J. F. Bone - Pandemie
Mit einem interessanten Dialog am Anfang hat mich dieses Eerzählung sofort in Beschlag genommen. Im Mittelpunkt stehen zwei Personen, die beide ein Ziel verfolgen. Sowohl Burton als auch Kramer haben einzigartige Motive, die sie dazu bringen, gemeinsam an der Thurston-Krankheit zu arbeiten. Pandemie hat eine erschreckende Handlung. Der erste Teil ist grossartig. Der zweite Teil der Handlung geht letztlich um Mary Barton die die Thurston-Krankheit hat. Da kam Dr. Walter Kramer mit dem Heilmittel für diesen Virus und dann machte er ihr aus dem Nichts einen Heiratsantrag. Die Geschichte mit dem besten Happy End.
Greg Egan - The moral Virologist
Im Mittelpunkt steht ein selbsternannter Wissenschaftler und gottesfürchtiger Mann. Ihm gelingt es nicht nur den grössten bibeltreuen Fernsehkanal zu gründen, sondern auch Viren, die dafür sorgen sollen, dass Ehebrecher, Homosexuelle und andere ihre Neigung verlieren, ganz im Sinne Gottes. Das er jedoch ein Mensch ist, und damit fehlbar, daran denkt er nicht.
Tananarive Due - Patient Null
Der zehnjährige Jay lebt bereits seit mehreren Jahren in einem Quarantänezimmer. Tatsächlich darf er sein Krankenzimmer nicht verlassen. Wenn ihn jemand besuchen kommt, in der regel Pfleger und Ärzte, tragen diese seltsame Anzüge. Je länger er in diesem Zimmer liegen muss, desto spärlicher wird die Zahl der Besucher. Und das nicht etwa, weil er vor der Umwelt geschützt werden soll, sondern die Umwelt vor ihm. Mit der Zeit greift der apokalyptische Zerfall der Welt weiter um sich und verschont das Forschungslabor mit Jay nicht. Sein Tutor beginnt heimlich Überlebenstechniken und die Codes zum Verlassen des Gebäudes Jay beizubringen. Einfach, um ihn draussen eine Überlebenschance zu bieten. Die Handlung ist ziemlich einfach. Mittels Tagebucheinträge hält Jay seine Erlebnisse und Eindrücke fest. Er beobachtet kleine, aber signifikante Veränderungen bei den Menschen um ihn herum. Dadurch setzt sich das Bild aus Gegenwart und Vergangenheit langsam zusammen. Für die Leser eröffnet sich hier ein Bild des schleichenden Verfalls. Nur anhand von Tagebucheinträgen erfährt der Leser, wie es um Jay und um die Welt steht. Scheinbar ist er als Patient Null der einzige Mensch, der sich infizierte und davon genas.
※
AUFGABENSTELLUNG.
Geben Sie an, wie alt Jay laut der Buchbesprechung zu „Patient Null“ ist.

(Gespeicherte Einträge)
※
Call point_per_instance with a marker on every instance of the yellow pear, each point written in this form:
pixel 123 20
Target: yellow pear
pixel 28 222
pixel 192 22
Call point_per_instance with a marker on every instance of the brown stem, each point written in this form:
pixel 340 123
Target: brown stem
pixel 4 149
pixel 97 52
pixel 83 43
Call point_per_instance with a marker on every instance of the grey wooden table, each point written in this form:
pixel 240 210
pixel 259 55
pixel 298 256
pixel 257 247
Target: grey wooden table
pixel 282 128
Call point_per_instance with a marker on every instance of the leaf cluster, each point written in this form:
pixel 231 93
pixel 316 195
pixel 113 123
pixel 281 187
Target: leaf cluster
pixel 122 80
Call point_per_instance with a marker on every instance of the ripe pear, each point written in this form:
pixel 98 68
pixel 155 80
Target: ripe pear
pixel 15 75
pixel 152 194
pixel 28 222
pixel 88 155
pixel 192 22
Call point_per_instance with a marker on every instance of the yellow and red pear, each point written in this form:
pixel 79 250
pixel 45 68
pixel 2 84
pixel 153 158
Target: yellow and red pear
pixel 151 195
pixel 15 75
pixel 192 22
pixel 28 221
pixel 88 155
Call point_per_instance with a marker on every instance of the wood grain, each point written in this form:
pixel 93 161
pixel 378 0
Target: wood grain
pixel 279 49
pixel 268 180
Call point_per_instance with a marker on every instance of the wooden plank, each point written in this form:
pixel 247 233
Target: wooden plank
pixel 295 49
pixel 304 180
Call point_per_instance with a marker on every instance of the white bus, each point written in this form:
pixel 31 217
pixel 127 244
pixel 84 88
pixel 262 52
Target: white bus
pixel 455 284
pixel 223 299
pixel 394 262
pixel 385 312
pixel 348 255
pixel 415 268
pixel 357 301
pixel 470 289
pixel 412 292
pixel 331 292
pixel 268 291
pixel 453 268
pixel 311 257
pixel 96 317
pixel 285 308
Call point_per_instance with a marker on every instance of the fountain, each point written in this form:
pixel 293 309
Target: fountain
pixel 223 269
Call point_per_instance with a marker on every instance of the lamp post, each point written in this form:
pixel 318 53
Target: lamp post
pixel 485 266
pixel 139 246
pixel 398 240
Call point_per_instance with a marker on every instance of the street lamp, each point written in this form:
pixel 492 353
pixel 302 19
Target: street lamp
※
ERGEBNIS.
Jay ist zehn Jahre alt.